■ EXERCISE AIM
List every line of the listing below that contains the string "window", treating uppercase and lowercase letters as distinct.

■ GIVEN DATA
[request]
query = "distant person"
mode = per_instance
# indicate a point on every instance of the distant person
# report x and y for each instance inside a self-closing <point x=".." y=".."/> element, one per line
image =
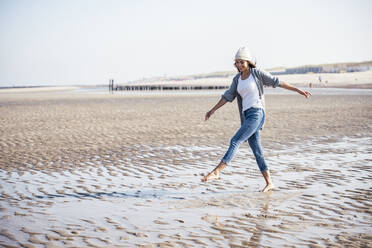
<point x="247" y="87"/>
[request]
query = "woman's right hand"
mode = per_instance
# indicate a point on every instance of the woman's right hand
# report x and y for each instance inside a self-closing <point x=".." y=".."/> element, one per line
<point x="209" y="114"/>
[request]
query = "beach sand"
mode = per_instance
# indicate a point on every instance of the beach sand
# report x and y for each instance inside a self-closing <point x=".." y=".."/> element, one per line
<point x="102" y="170"/>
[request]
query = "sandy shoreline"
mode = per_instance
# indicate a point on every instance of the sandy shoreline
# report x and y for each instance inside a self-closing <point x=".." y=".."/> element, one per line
<point x="81" y="170"/>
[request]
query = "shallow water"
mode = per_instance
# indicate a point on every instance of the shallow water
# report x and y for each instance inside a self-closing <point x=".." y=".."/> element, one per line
<point x="322" y="198"/>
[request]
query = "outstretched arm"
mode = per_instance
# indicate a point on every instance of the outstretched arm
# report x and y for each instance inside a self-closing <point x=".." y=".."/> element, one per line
<point x="293" y="88"/>
<point x="220" y="103"/>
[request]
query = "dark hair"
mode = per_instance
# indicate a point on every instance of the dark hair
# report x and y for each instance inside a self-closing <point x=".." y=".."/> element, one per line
<point x="250" y="64"/>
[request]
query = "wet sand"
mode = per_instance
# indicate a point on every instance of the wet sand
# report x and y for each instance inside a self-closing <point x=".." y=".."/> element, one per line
<point x="101" y="170"/>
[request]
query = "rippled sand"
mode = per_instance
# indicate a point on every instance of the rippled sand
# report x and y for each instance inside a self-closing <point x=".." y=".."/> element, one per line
<point x="80" y="170"/>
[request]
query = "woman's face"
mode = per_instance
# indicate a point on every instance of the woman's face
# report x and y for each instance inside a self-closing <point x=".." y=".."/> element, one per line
<point x="242" y="65"/>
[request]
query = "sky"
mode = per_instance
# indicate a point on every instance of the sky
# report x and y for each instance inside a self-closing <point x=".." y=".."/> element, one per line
<point x="69" y="42"/>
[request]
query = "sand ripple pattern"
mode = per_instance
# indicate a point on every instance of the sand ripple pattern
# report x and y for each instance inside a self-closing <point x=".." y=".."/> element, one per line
<point x="322" y="199"/>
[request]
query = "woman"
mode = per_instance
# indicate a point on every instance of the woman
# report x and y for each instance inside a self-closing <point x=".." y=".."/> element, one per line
<point x="247" y="87"/>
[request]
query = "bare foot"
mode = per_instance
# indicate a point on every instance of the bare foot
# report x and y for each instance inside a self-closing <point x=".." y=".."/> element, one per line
<point x="211" y="176"/>
<point x="268" y="187"/>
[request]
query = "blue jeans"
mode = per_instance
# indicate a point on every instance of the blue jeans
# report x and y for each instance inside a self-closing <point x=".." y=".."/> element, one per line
<point x="250" y="130"/>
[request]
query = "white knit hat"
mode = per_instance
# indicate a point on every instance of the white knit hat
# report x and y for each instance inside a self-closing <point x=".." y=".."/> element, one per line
<point x="244" y="54"/>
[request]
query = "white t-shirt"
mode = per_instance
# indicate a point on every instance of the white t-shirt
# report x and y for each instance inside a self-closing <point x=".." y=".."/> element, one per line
<point x="248" y="90"/>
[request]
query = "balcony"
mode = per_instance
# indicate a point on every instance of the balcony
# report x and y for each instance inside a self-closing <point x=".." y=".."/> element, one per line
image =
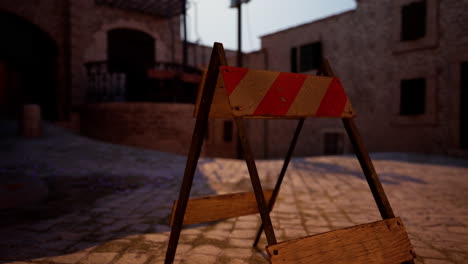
<point x="162" y="82"/>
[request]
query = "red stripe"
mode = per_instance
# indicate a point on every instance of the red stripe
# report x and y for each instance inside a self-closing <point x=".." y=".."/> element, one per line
<point x="334" y="101"/>
<point x="232" y="76"/>
<point x="281" y="94"/>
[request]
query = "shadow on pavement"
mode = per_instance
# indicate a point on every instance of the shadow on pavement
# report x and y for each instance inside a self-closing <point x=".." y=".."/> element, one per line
<point x="95" y="193"/>
<point x="321" y="167"/>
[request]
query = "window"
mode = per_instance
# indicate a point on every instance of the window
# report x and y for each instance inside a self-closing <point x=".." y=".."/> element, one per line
<point x="333" y="143"/>
<point x="412" y="96"/>
<point x="227" y="132"/>
<point x="413" y="21"/>
<point x="310" y="56"/>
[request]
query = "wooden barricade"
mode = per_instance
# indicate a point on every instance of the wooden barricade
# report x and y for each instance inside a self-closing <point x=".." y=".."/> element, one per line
<point x="239" y="93"/>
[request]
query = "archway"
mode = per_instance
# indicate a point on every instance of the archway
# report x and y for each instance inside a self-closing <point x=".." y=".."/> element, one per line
<point x="28" y="58"/>
<point x="131" y="52"/>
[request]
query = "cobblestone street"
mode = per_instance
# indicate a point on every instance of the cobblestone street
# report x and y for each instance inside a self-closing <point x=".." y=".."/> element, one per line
<point x="125" y="219"/>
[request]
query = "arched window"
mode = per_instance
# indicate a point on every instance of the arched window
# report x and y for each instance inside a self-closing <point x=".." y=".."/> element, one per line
<point x="28" y="58"/>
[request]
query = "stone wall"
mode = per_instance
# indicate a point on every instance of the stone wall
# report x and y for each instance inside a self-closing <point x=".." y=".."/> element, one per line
<point x="364" y="49"/>
<point x="90" y="24"/>
<point x="49" y="17"/>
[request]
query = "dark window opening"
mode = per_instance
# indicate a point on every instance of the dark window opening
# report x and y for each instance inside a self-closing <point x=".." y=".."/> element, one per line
<point x="227" y="132"/>
<point x="131" y="52"/>
<point x="28" y="69"/>
<point x="413" y="97"/>
<point x="293" y="59"/>
<point x="310" y="56"/>
<point x="333" y="143"/>
<point x="413" y="21"/>
<point x="464" y="106"/>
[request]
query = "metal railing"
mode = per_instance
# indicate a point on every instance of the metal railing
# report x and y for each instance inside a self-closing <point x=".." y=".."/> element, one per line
<point x="162" y="82"/>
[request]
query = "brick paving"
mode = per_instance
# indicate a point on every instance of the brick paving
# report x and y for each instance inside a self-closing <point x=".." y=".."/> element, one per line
<point x="125" y="221"/>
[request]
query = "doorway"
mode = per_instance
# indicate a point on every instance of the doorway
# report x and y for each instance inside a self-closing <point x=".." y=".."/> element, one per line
<point x="464" y="105"/>
<point x="131" y="52"/>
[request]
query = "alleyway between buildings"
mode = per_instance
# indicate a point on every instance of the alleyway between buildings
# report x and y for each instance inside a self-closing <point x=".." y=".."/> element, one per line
<point x="77" y="200"/>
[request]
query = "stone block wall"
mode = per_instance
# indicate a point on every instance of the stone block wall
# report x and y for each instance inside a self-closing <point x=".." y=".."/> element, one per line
<point x="163" y="127"/>
<point x="364" y="49"/>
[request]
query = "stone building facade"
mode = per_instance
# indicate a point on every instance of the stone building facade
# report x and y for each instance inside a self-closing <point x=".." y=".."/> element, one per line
<point x="78" y="33"/>
<point x="403" y="64"/>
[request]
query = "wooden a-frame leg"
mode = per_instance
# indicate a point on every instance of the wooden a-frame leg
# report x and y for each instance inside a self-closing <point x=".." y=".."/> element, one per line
<point x="256" y="185"/>
<point x="217" y="59"/>
<point x="279" y="181"/>
<point x="362" y="154"/>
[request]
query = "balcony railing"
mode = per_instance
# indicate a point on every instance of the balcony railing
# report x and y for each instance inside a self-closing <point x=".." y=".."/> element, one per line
<point x="163" y="82"/>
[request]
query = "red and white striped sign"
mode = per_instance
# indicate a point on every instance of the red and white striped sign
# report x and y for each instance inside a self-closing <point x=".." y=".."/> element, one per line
<point x="255" y="93"/>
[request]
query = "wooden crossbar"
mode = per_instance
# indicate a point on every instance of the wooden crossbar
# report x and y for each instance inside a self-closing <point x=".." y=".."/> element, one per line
<point x="239" y="93"/>
<point x="218" y="207"/>
<point x="382" y="242"/>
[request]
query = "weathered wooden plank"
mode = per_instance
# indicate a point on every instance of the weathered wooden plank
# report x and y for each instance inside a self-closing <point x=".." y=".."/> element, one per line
<point x="220" y="107"/>
<point x="382" y="242"/>
<point x="218" y="207"/>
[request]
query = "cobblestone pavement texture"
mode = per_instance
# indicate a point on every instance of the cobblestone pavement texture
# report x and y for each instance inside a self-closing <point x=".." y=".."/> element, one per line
<point x="109" y="204"/>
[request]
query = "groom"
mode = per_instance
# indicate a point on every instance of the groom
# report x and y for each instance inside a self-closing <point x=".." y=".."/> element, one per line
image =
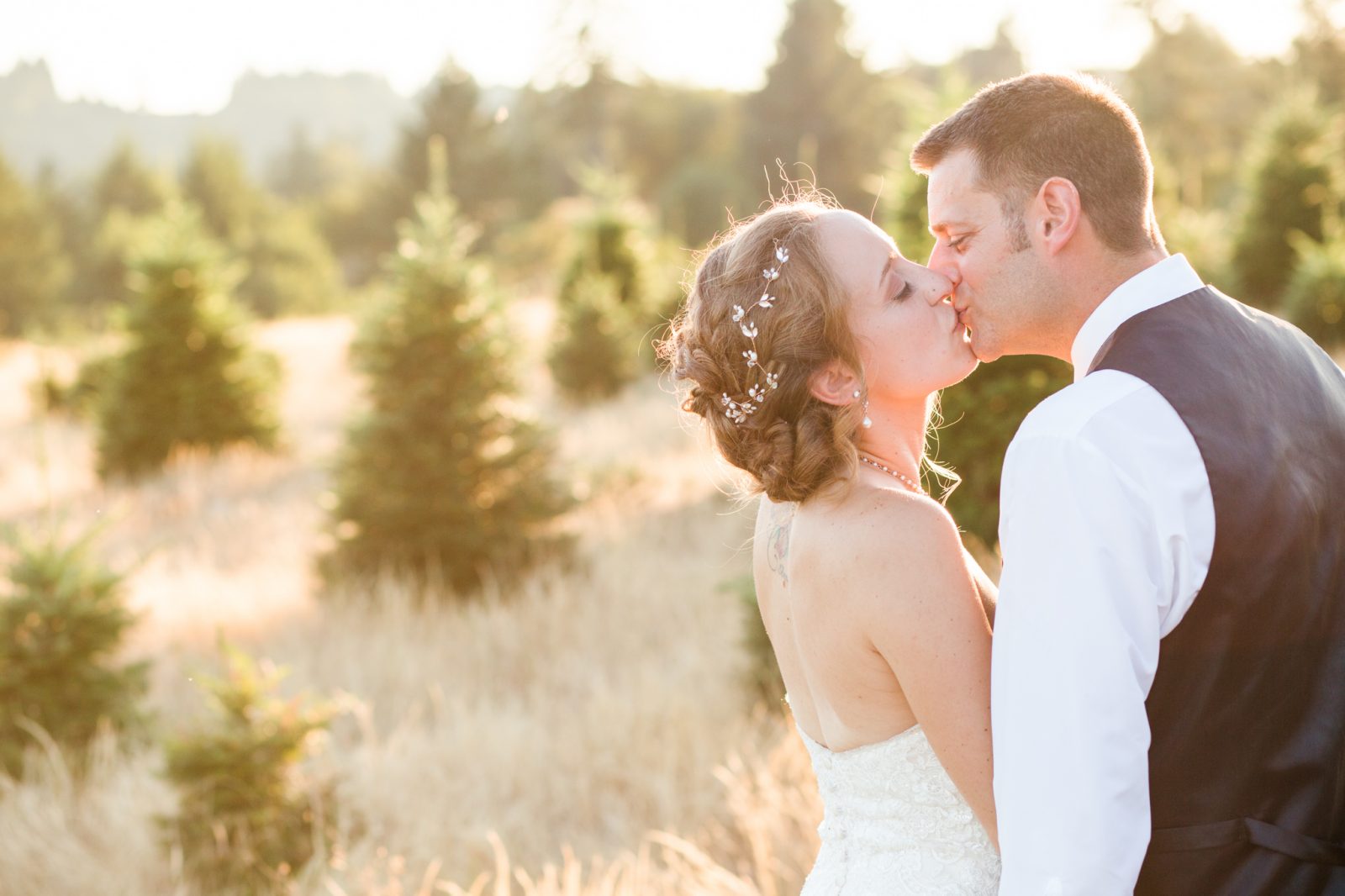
<point x="1168" y="689"/>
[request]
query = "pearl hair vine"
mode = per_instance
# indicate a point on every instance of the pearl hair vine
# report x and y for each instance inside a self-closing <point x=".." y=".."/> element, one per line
<point x="739" y="410"/>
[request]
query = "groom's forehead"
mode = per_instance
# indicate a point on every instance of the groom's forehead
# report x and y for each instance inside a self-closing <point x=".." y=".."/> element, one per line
<point x="955" y="194"/>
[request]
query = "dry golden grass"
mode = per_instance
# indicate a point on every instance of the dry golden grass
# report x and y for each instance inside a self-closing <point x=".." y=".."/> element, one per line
<point x="585" y="732"/>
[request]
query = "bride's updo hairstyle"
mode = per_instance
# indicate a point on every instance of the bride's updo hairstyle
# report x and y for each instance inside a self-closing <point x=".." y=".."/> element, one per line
<point x="791" y="443"/>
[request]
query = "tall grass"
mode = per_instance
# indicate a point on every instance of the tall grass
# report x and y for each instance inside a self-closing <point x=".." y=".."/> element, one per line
<point x="588" y="730"/>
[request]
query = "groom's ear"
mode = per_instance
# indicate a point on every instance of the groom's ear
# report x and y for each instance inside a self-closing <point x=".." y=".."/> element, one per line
<point x="834" y="383"/>
<point x="1059" y="213"/>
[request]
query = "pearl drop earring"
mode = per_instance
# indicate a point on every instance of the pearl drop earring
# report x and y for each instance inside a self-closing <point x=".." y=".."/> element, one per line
<point x="867" y="421"/>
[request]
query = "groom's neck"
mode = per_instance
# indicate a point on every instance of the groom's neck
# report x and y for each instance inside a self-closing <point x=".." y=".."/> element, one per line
<point x="1089" y="284"/>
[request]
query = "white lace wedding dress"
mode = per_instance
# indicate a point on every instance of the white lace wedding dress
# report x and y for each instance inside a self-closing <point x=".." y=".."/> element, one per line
<point x="896" y="824"/>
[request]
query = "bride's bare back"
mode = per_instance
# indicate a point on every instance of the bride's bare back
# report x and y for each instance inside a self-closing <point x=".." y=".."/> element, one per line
<point x="878" y="620"/>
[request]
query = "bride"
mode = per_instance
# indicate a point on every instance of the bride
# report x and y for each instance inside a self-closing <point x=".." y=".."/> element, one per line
<point x="815" y="351"/>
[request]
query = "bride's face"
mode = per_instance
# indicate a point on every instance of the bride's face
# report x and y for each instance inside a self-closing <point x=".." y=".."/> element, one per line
<point x="908" y="335"/>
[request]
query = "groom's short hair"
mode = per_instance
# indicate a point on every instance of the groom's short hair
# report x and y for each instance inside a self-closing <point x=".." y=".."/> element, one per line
<point x="1028" y="129"/>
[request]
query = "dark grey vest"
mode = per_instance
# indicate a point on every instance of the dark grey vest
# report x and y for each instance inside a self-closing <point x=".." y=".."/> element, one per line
<point x="1247" y="710"/>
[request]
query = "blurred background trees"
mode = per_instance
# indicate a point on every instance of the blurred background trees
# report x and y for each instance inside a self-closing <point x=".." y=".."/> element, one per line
<point x="443" y="479"/>
<point x="595" y="190"/>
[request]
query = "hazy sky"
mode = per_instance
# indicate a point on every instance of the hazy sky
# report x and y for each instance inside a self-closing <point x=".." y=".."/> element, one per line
<point x="183" y="55"/>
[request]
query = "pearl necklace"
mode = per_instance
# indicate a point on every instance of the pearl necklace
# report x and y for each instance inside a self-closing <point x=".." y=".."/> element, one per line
<point x="905" y="481"/>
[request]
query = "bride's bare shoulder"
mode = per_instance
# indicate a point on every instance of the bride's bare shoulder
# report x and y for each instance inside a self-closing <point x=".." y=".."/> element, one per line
<point x="905" y="542"/>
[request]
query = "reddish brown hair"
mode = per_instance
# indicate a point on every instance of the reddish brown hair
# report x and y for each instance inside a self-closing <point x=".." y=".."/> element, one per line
<point x="1036" y="127"/>
<point x="795" y="444"/>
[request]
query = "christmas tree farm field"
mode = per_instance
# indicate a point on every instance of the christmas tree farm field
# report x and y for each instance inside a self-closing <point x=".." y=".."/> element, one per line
<point x="588" y="728"/>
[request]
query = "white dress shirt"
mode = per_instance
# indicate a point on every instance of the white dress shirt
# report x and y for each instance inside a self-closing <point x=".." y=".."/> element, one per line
<point x="1107" y="529"/>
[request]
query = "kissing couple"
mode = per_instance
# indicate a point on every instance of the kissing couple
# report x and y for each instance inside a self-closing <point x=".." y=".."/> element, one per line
<point x="1154" y="700"/>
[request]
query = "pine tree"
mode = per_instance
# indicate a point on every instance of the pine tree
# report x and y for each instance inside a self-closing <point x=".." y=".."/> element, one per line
<point x="982" y="414"/>
<point x="820" y="107"/>
<point x="215" y="181"/>
<point x="1315" y="298"/>
<point x="125" y="183"/>
<point x="1290" y="188"/>
<point x="187" y="377"/>
<point x="595" y="349"/>
<point x="62" y="623"/>
<point x="244" y="822"/>
<point x="34" y="271"/>
<point x="441" y="479"/>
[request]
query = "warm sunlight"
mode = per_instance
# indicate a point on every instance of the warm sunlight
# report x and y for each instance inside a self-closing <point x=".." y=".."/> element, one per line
<point x="171" y="57"/>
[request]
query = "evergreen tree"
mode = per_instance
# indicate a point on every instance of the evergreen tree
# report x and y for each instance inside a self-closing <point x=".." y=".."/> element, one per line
<point x="291" y="268"/>
<point x="124" y="182"/>
<point x="982" y="414"/>
<point x="595" y="349"/>
<point x="64" y="620"/>
<point x="34" y="271"/>
<point x="1290" y="188"/>
<point x="244" y="822"/>
<point x="215" y="181"/>
<point x="1315" y="299"/>
<point x="1320" y="53"/>
<point x="187" y="377"/>
<point x="1192" y="93"/>
<point x="820" y="107"/>
<point x="451" y="111"/>
<point x="441" y="479"/>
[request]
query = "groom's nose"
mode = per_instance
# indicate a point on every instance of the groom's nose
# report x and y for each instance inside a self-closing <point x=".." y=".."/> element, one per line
<point x="943" y="262"/>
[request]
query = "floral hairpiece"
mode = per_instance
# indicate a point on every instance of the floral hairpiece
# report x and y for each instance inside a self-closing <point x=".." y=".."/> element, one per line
<point x="740" y="410"/>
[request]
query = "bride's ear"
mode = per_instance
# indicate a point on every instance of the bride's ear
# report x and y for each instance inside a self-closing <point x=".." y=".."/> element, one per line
<point x="834" y="383"/>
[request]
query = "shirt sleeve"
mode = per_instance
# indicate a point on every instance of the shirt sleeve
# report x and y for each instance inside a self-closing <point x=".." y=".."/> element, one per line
<point x="1075" y="654"/>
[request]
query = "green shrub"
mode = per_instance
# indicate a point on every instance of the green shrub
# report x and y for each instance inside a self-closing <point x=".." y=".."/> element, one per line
<point x="62" y="623"/>
<point x="187" y="377"/>
<point x="763" y="672"/>
<point x="1315" y="300"/>
<point x="245" y="822"/>
<point x="34" y="269"/>
<point x="78" y="397"/>
<point x="609" y="245"/>
<point x="1290" y="188"/>
<point x="982" y="414"/>
<point x="441" y="478"/>
<point x="595" y="351"/>
<point x="289" y="266"/>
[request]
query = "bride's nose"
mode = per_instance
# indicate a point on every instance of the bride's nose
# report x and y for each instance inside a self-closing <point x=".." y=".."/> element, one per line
<point x="939" y="288"/>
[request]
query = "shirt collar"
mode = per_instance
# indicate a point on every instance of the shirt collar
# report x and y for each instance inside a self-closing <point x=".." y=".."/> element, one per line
<point x="1152" y="287"/>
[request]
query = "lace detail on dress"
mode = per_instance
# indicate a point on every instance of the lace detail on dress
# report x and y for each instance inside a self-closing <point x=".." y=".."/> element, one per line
<point x="896" y="824"/>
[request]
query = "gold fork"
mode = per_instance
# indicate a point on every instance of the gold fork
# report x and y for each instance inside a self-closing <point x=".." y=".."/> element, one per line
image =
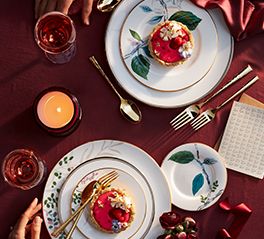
<point x="209" y="114"/>
<point x="193" y="110"/>
<point x="102" y="182"/>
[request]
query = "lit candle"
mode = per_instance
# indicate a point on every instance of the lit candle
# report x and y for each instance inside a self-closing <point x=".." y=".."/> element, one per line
<point x="57" y="111"/>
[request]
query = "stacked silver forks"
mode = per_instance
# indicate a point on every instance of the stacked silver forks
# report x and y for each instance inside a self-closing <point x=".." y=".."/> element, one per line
<point x="197" y="119"/>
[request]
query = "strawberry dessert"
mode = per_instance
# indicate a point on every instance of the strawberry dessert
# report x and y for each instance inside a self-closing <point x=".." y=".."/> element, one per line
<point x="171" y="43"/>
<point x="111" y="211"/>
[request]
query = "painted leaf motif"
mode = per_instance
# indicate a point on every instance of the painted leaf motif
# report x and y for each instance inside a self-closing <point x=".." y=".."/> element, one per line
<point x="187" y="18"/>
<point x="182" y="157"/>
<point x="197" y="183"/>
<point x="135" y="35"/>
<point x="154" y="20"/>
<point x="147" y="52"/>
<point x="140" y="65"/>
<point x="146" y="8"/>
<point x="209" y="161"/>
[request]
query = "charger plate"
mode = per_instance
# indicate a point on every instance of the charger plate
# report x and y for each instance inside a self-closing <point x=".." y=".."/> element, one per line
<point x="165" y="99"/>
<point x="120" y="153"/>
<point x="134" y="35"/>
<point x="130" y="180"/>
<point x="196" y="175"/>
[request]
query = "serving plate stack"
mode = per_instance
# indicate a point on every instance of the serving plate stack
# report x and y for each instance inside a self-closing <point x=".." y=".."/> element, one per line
<point x="139" y="176"/>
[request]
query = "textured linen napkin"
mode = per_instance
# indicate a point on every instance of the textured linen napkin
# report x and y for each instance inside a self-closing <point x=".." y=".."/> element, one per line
<point x="244" y="18"/>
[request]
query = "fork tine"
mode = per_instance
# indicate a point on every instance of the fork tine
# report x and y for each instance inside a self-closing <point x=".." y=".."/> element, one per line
<point x="108" y="176"/>
<point x="199" y="124"/>
<point x="179" y="116"/>
<point x="181" y="123"/>
<point x="109" y="180"/>
<point x="105" y="176"/>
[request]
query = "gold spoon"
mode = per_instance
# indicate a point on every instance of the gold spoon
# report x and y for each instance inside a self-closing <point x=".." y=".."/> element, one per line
<point x="127" y="107"/>
<point x="86" y="194"/>
<point x="107" y="5"/>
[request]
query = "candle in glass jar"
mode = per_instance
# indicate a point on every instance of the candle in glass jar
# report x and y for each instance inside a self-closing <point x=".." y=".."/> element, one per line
<point x="57" y="111"/>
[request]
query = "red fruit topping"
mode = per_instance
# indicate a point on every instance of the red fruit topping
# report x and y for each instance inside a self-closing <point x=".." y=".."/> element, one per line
<point x="119" y="214"/>
<point x="176" y="43"/>
<point x="186" y="37"/>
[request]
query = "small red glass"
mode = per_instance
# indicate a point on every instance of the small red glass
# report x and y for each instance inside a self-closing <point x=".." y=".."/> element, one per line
<point x="55" y="34"/>
<point x="23" y="169"/>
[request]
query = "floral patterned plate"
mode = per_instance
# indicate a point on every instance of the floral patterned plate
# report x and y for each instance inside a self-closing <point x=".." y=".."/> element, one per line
<point x="125" y="152"/>
<point x="196" y="175"/>
<point x="134" y="39"/>
<point x="130" y="180"/>
<point x="166" y="99"/>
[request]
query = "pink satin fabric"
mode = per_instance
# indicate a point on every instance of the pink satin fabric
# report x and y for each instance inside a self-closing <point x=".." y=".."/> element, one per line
<point x="244" y="18"/>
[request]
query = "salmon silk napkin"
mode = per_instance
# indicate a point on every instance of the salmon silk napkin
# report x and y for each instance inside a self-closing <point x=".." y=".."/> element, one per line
<point x="244" y="18"/>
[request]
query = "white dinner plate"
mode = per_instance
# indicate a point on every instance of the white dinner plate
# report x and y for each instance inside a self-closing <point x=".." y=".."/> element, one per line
<point x="145" y="171"/>
<point x="141" y="21"/>
<point x="196" y="174"/>
<point x="130" y="180"/>
<point x="161" y="98"/>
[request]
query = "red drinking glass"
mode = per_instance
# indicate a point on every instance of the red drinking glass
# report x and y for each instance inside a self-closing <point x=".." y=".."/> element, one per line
<point x="55" y="34"/>
<point x="23" y="169"/>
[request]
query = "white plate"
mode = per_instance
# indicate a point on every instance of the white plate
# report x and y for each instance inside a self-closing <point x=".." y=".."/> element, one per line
<point x="113" y="149"/>
<point x="130" y="180"/>
<point x="161" y="77"/>
<point x="159" y="98"/>
<point x="196" y="175"/>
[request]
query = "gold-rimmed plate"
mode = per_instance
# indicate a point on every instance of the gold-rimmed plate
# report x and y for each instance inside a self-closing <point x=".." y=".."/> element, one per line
<point x="164" y="99"/>
<point x="120" y="153"/>
<point x="134" y="50"/>
<point x="130" y="180"/>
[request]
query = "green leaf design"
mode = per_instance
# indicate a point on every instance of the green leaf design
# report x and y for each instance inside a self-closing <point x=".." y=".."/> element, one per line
<point x="140" y="65"/>
<point x="209" y="161"/>
<point x="182" y="157"/>
<point x="197" y="183"/>
<point x="187" y="18"/>
<point x="147" y="52"/>
<point x="135" y="35"/>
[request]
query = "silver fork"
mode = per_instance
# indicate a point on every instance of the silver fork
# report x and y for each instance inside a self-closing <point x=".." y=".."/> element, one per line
<point x="193" y="110"/>
<point x="209" y="114"/>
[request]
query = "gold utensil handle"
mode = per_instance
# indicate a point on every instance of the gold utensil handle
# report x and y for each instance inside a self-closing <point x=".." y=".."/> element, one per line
<point x="235" y="79"/>
<point x="65" y="224"/>
<point x="74" y="225"/>
<point x="251" y="82"/>
<point x="96" y="64"/>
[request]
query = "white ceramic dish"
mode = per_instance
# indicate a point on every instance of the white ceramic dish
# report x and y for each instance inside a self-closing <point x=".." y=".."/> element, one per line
<point x="130" y="180"/>
<point x="159" y="98"/>
<point x="125" y="152"/>
<point x="141" y="20"/>
<point x="196" y="175"/>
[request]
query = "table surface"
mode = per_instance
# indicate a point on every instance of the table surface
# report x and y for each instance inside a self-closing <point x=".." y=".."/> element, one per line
<point x="25" y="72"/>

■ SOLUTION TO THE EXERCISE
query = "window"
# indicate a point on every instance of the window
query = "arched window"
# indicate a point on every instance of the arched window
query = "dark window opening"
# indicate a point on every instance of the dark window opening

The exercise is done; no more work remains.